Data entries:
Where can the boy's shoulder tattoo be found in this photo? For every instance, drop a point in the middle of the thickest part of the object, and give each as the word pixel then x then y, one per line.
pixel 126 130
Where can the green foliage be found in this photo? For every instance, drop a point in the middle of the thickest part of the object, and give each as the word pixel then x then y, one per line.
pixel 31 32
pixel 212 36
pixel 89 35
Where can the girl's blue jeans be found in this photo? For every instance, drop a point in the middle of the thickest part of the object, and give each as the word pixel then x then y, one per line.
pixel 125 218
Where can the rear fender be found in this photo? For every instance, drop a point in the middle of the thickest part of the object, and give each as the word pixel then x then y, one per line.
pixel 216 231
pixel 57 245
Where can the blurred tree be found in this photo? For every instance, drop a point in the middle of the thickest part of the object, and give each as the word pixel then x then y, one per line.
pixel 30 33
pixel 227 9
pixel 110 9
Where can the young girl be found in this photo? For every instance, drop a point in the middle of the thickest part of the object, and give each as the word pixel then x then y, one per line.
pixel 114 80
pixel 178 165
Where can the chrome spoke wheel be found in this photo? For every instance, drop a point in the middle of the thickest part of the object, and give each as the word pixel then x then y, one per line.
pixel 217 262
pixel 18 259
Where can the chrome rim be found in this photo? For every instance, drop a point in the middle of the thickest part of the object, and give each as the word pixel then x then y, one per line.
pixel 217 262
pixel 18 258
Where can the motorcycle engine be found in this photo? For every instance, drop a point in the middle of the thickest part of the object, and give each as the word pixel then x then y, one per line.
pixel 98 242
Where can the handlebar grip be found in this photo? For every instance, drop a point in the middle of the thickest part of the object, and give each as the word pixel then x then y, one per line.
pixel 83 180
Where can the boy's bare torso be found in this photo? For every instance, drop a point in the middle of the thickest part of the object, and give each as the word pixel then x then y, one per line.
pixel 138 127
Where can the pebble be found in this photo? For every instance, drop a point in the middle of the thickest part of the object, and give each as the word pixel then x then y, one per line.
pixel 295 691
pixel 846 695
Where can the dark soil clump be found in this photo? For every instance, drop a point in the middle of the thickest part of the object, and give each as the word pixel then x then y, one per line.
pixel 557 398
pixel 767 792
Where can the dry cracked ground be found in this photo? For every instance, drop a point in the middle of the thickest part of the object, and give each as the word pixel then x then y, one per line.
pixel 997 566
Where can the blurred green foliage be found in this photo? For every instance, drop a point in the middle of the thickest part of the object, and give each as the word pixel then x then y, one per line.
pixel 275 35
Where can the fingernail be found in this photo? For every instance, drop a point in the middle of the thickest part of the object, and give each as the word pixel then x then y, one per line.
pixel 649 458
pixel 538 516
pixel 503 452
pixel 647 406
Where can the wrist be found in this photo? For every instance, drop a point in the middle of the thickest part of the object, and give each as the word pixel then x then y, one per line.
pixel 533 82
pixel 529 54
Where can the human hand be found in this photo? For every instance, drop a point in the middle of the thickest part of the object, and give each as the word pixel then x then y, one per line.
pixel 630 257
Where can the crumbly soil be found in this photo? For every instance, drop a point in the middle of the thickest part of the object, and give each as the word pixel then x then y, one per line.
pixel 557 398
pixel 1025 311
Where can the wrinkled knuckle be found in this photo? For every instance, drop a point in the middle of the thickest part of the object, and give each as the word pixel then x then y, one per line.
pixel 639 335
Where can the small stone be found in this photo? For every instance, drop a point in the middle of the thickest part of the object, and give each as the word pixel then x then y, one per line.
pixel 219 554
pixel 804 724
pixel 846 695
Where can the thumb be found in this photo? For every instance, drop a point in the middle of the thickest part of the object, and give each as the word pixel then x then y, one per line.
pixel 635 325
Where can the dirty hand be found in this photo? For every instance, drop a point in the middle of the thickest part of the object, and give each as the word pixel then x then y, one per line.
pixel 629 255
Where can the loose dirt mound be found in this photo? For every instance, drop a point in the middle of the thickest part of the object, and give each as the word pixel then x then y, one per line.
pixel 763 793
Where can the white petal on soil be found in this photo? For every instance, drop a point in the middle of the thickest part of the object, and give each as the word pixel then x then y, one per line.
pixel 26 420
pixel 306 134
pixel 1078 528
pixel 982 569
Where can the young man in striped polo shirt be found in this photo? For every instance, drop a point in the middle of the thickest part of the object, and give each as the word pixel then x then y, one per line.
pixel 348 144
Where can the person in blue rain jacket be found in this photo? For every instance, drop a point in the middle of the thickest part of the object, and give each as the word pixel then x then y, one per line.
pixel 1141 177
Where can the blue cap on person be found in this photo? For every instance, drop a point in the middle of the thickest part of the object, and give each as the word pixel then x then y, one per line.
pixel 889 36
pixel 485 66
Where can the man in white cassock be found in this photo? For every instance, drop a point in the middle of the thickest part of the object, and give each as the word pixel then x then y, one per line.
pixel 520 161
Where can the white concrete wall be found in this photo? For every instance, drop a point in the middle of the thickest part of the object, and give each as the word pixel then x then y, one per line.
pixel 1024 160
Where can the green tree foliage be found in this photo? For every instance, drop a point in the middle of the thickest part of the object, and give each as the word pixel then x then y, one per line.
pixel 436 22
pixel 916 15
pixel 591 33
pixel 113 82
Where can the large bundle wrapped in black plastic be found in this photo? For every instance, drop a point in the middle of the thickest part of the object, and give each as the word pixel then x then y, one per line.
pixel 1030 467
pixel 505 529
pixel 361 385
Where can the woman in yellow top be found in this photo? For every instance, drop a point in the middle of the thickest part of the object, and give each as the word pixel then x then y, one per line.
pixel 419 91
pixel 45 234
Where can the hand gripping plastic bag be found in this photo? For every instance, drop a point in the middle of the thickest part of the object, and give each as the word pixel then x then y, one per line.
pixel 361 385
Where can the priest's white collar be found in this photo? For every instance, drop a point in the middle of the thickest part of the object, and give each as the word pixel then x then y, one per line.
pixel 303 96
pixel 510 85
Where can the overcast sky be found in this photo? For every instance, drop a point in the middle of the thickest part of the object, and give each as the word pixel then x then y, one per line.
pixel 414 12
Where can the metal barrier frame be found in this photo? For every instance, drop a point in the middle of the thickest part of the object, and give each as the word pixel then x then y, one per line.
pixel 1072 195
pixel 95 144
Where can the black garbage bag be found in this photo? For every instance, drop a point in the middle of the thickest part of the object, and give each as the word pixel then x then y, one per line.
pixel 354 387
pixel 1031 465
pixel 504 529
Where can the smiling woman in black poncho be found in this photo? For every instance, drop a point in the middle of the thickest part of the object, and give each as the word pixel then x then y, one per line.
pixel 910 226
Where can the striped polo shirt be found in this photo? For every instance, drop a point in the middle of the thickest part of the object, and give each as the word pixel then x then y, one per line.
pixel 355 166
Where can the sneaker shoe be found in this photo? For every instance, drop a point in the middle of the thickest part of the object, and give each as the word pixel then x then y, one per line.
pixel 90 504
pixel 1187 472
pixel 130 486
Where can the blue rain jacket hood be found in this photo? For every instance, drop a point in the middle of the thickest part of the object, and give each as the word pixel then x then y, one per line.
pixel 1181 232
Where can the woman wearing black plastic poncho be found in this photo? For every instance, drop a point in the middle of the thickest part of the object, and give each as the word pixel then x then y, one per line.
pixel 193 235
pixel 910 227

§ Work request
Using the entries above, copy exactly the lines from the one containing "Where can the metal" through the last, both included.

§ Expected output
Where can the metal barrier frame be found in this photo? For every instance, drop a point in the middle of the thickest part of the object, and give each as the word pixel then x then y, one per line.
pixel 1072 195
pixel 95 144
Where can the black garbage bag be found in this photo? For every instance, drop a point in the middle of the thickest part of the object, and give each as the word pixel then x then y, one per line.
pixel 354 387
pixel 1031 465
pixel 504 529
Where can the smiling woman in black poncho be found in this photo? For every instance, drop a point in the middle of the thickest part of the object, and give each as the word pixel then x then y, one per line.
pixel 910 226
Where can the striped polo shirt be found in this photo? For every instance, drop a point in the middle of the thickest part of the object, and give each as the word pixel then x then y, one per line.
pixel 355 166
Where can the sneaker shoe be found in this photo? For every instance, drop a point in the middle of the thickest part of the object, and give each as the word pixel then x then y, one per line.
pixel 90 504
pixel 1187 472
pixel 130 486
Where can the blue rain jacket hood be found in this photo? For every instance, drop a point in the middle of the thickest part of the object, and give each as the word pixel then x then y, one per line.
pixel 1181 232
Where can the woman wearing black plastic poncho be found in this photo? For every instance, drop a point in the middle of the thickest part of the object, and give each as the word pixel then x then y, one per line.
pixel 193 235
pixel 910 227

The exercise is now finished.